- **Task directions**:
The expected output is every record below, transcribed exactly, with the pictures left out.

BEGIN Data extract

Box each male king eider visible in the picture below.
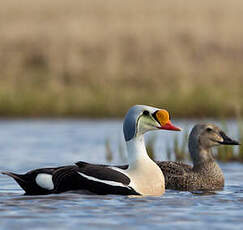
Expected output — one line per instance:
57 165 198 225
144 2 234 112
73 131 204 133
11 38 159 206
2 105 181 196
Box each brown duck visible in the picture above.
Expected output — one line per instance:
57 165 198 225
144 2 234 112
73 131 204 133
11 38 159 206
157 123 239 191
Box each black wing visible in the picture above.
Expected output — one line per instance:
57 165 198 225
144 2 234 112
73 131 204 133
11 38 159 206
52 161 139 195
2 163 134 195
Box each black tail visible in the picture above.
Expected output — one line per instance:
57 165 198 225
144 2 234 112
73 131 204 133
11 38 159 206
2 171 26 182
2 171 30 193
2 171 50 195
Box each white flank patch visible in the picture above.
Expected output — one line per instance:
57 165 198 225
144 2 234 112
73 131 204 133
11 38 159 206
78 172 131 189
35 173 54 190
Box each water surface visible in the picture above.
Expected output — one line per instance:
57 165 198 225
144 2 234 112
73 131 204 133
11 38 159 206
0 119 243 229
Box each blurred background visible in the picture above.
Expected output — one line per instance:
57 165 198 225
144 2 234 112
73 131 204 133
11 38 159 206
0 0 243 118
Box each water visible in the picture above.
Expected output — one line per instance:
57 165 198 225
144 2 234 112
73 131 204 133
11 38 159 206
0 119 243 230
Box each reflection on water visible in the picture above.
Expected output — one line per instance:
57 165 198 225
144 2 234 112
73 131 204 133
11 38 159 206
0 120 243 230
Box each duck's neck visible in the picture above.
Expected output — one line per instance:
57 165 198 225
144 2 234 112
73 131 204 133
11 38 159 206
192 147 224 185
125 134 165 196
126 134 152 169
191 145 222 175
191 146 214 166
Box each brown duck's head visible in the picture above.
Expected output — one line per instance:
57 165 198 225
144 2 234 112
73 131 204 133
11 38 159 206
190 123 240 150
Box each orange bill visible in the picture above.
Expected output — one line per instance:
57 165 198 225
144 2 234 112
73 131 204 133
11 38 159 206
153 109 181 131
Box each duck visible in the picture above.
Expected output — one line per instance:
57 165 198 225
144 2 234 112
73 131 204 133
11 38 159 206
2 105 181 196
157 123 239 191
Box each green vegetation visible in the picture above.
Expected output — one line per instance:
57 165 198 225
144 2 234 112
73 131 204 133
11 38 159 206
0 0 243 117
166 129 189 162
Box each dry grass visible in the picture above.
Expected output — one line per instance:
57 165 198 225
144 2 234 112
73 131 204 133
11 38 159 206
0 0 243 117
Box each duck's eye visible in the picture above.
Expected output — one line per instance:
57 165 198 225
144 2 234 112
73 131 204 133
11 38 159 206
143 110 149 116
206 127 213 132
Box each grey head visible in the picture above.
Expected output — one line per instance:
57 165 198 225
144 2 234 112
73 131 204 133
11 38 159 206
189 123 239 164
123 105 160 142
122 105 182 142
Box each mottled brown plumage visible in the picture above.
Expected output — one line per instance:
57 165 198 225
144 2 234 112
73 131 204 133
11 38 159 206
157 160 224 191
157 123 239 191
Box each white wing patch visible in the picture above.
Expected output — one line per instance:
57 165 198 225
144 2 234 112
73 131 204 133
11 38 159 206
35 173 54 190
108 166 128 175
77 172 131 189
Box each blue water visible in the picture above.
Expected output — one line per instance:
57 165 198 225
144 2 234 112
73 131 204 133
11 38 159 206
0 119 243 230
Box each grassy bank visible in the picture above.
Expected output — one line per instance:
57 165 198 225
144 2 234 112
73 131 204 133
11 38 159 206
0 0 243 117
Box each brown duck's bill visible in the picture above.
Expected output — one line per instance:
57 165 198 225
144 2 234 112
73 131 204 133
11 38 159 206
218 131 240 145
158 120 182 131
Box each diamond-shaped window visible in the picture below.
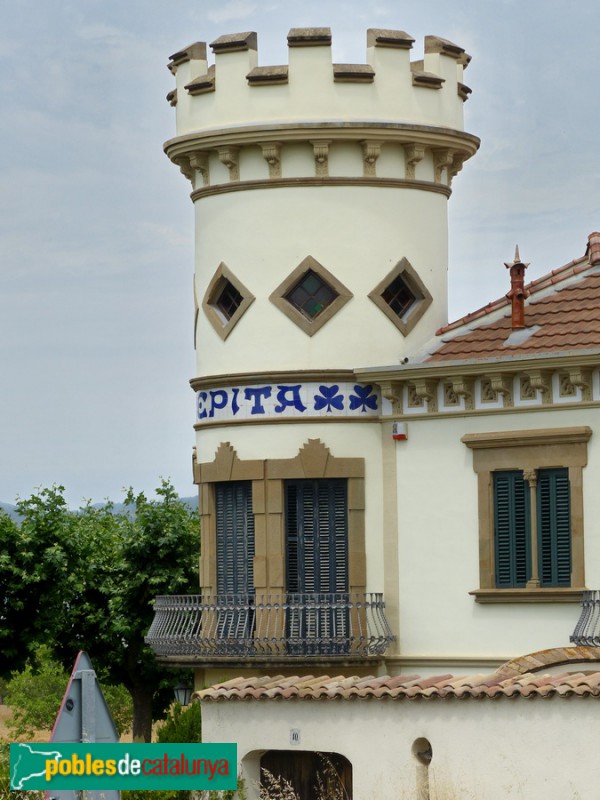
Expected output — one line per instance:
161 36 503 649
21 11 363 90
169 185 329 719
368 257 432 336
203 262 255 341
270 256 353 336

END Data extract

- **Expected output**:
Box each male king eider visible in the picture below.
Expected output — one line per instance:
57 165 198 225
144 2 234 112
73 131 204 133
11 38 159 206
2 105 181 196
Box each brown duck visible in the picture above.
Expected output — one line per instance:
57 165 198 225
144 2 234 112
73 131 204 133
11 38 159 206
157 123 239 191
Box each black wing visible in the picture above.
Expected output — one line per instance:
57 165 198 225
144 2 234 112
73 131 204 133
11 38 159 206
52 161 139 195
2 163 134 195
Box each black tail visible in the picture above.
Expected output — one line per instance:
57 165 198 225
144 2 234 112
73 131 204 133
11 38 159 206
2 171 26 182
2 171 30 193
2 171 50 195
Box each white flank patch visible in the picture above.
Expected output — one line per instance:
57 165 198 225
144 2 234 112
73 131 204 133
11 38 159 206
78 172 131 189
35 173 54 190
Box each water surface visible in the picture above.
Expected output — one line per instance:
57 165 198 225
144 2 234 112
73 131 204 133
11 38 159 206
0 119 243 229
Box each blurred background visible in the picture above.
Expected output — one line per instance:
57 165 198 225
144 2 234 112
73 131 204 133
11 38 159 206
0 0 243 118
Box each water visible in the picture above.
Expected output — one line per instance:
57 165 198 225
144 2 234 112
73 131 204 133
11 38 159 206
0 119 243 230
Box each reflection on water visible in the picture above.
Expected output — one line per instance:
57 165 198 225
144 2 234 112
73 131 204 133
11 38 159 206
0 120 243 230
Box each duck's neck visible in the picture above.
Expected output — one line per instance:
57 165 198 225
144 2 234 112
73 131 204 133
11 38 159 206
192 147 224 185
125 134 165 196
126 134 152 169
191 145 222 175
191 146 214 166
Box each brown duck's head visible in the picture above.
Expected output — one line per instance:
57 165 198 225
144 2 234 112
73 131 204 133
11 38 159 206
190 123 240 150
Box each orange bill visible in the picture above.
Expected output — one line per instance:
57 165 198 225
144 2 234 112
73 131 204 133
11 38 159 206
153 109 181 131
Box each duck visible in the picture above.
Expected output — one line per instance:
57 165 198 225
144 2 234 112
73 131 204 133
11 38 159 206
2 105 181 196
157 123 239 191
Box each green vegetation visible in the picture above.
Expected output — one line per instance:
57 165 198 225
144 2 234 112
73 131 204 133
11 38 159 206
0 0 243 117
166 129 189 162
Box each dry grass visible in the picture above.
Expected output — one line per instance:
57 165 198 225
144 2 234 112
73 131 204 133
11 38 159 206
0 0 243 117
Box each duck's eye visible in the picture above.
Expected output — one line per instance:
57 165 198 225
144 2 234 112
73 131 204 133
11 38 159 206
143 110 149 116
206 127 213 132
Box each grey head visible in the picture above.
Expected output — one line per instance:
57 165 198 225
144 2 234 112
73 131 204 133
11 38 159 206
189 123 239 164
123 105 160 142
122 105 182 142
Box each mottled brown plumage visible in the picture above.
Expected output — one line per instance:
57 165 198 225
144 2 234 112
73 131 204 133
11 38 159 206
157 160 224 191
157 123 239 191
Box each white wing patch visible in the picture above.
Expected output — one line per instance:
57 165 198 225
144 2 234 112
73 131 204 133
11 38 159 206
35 173 54 190
108 166 128 175
77 172 131 189
Box each blue water visible in the picture above.
Expected output — one line per instance:
57 165 198 225
144 2 234 112
73 131 204 133
11 38 159 206
0 119 243 230
Box each grassy bank visible in the picture above.
Expected output — one line per instance:
57 165 198 225
144 2 234 112
73 131 204 133
11 38 159 206
0 0 243 117
Box each brown duck's bill visible in the picture above.
Expected output — one line per instance:
57 165 198 225
144 2 234 112
73 131 204 133
11 38 159 206
218 131 240 145
158 120 182 131
Box each diamond-shaped window visible in the picture below.
Expected output — one line per instance:
161 36 503 649
21 11 363 90
169 185 329 719
368 257 432 336
203 262 255 341
270 256 353 336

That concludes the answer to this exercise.